• _TEXTO DE ESTUDIO_:
_____

El demonio moderno de la constante racionalización, se hace patético, e innegablemente tan absurdo que resulta imposible escapar al efecto hilarante que correlativamente produce; efecto que puede ser tan salvífico y terapéutico, como patética y mortíferamente inmovilizador, lo que se traduce en el despojamiento radical de toda soberanía, en una escatológica y oblativa dependencia al gran Otro.
Y esto es llamativo, porque este principio está en la base del capitalismo como del socialismo, en el producir, para controlar la sociedad, para eliminar la suciedad, como en la creencia de que con la suficiente energía se puede articular un plan para producir los efectos con que se ayudaría a los otros. Pero el orden civilizado y positivo de las cosas no quiere saber de todo. Nunca va a cuestionar lo bien intencionado, porque si supiera, y de hecho lo sabe en el fondo, que las buenas intenciones destilan una pestilencia en sus discursos, al ocultar justamente su propia mierda. Es la posición del burgués acomodado que se pretende generoso, ayudador, denunciando un marco general de injusticia, donde la perversión de la humanidad es responsabilidad de algunos, lo que demuestra su pueril ilusión de escaparle a ella. El ayudador da una ayuda pretendiendo que en su dación está dando algo contrario a la mancha en su ser, blanqueando todo rastro de participación en la violencia y la crueldad. Violencia que sólo se escamotea, lo mismo que se oculta la desesperación intelectual, en la infantil creencia de encuentros mágicos, como lo ha demostrado el misógino recurso, tributario del romanticismo alemán, de divinizar a las mujeres, como motivo después de una delectación masoquista que produce su alejamiento. Han tenido a las mujeres como vírgenes inspiradoras, musas, es decir, un mero objeto más, como aquel que bajamente las considera como siervas, prostitutas y esclavas.

_____

• _MATERIAL EXTRAÍDO_:
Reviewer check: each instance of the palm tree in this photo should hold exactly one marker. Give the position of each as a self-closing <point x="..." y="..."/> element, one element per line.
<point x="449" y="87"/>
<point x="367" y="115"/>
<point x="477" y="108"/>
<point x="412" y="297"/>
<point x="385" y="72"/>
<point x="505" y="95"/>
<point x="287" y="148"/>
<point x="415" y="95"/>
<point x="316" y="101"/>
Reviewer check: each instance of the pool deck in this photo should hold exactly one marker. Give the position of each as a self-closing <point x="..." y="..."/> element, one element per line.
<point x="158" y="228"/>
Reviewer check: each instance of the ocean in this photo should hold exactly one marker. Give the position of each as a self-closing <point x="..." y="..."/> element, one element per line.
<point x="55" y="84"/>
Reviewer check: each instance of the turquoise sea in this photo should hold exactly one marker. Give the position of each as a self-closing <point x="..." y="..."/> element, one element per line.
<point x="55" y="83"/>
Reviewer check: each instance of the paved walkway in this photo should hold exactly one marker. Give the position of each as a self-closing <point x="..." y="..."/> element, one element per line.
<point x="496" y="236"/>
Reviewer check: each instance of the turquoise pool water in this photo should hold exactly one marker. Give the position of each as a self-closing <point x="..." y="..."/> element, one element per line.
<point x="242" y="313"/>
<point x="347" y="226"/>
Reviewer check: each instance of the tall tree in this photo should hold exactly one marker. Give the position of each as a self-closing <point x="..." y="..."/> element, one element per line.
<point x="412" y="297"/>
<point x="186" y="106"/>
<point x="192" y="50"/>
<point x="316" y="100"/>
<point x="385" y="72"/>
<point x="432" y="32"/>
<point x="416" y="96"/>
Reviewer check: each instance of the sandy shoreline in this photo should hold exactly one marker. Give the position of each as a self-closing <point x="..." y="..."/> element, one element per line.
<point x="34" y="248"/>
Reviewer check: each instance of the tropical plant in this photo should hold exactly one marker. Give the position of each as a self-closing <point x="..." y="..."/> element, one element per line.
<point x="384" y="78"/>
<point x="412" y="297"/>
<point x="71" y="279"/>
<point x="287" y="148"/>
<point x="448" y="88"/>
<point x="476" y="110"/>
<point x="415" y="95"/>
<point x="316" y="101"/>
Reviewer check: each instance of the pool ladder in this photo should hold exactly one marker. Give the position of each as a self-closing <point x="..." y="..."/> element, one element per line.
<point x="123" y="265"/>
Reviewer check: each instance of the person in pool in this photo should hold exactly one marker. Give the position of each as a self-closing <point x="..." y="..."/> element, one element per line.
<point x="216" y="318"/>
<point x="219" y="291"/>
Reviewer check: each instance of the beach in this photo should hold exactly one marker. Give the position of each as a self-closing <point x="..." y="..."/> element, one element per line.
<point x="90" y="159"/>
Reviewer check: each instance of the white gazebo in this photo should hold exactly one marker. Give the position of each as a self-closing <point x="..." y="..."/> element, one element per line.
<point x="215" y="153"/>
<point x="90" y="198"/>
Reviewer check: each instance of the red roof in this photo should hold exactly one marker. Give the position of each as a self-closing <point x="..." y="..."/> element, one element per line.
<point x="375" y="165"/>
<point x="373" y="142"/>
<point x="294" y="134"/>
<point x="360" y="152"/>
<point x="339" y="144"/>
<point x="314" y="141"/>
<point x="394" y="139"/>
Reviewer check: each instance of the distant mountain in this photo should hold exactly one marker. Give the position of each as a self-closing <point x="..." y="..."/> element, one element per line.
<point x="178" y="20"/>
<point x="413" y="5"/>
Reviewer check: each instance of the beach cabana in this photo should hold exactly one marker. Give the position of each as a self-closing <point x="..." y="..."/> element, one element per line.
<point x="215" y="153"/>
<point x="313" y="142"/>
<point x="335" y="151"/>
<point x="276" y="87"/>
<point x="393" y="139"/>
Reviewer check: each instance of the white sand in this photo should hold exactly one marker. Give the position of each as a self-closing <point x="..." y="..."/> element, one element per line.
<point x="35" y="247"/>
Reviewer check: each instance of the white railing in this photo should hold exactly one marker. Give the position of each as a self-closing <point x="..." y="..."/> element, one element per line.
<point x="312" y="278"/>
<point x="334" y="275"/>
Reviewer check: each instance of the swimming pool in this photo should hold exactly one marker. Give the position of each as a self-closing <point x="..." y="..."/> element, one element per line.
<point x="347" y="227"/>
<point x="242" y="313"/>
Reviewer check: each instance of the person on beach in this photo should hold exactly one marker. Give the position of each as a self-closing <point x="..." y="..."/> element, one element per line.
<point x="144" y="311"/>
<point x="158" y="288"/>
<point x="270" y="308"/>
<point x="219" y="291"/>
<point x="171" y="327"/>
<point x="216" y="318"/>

_____

• _CONSIGNAS DE TRABAJO_:
**1)** Según el texto de estudio, ¿de qué corriente es tributario el recurso misógino de divinizar a las mujeres?
**2)** Prolonga el texto de estudio sobre las buenas intenciones y la racionalización a partir de su última oración.

• _RESPUESTAS_:
**1)** Del romanticismo alemán.

**2)**
Hoy la mayoría se siente atraído a huir fallidamente de su sí mismo para conquistarlo alienadamente en una mediocre mercancía. Nadie intenta escapar de su sí mismo sustrayéndose a las leyes de la mercancía, no sólo económicas. Lo que hace a algo único, invendible, no intercambiable, no es la conservación de la pureza, sino el despojo mismo de esta; su ser que no es ser sino atravesado por las flechas, sustraído, no con figuras e imágenes, sino con la bassesse (la bajeza, según Bataille), la descomposición de toda figura, imagen o forma (para Bataille en la pintura Olympia de Manet, la experiencia de la prostitución no era revelada, sino precisamente ocultada), en la sagrada y maloliente podredumbre de lo que se haya paralizado en el supuesto brillo áureo de lo normal, de lo políticamente correcto, que no es sino una estrechez y un burdo enmascaramiento del deseo, el cual estructuralmente no puede apartarse de la crueldad.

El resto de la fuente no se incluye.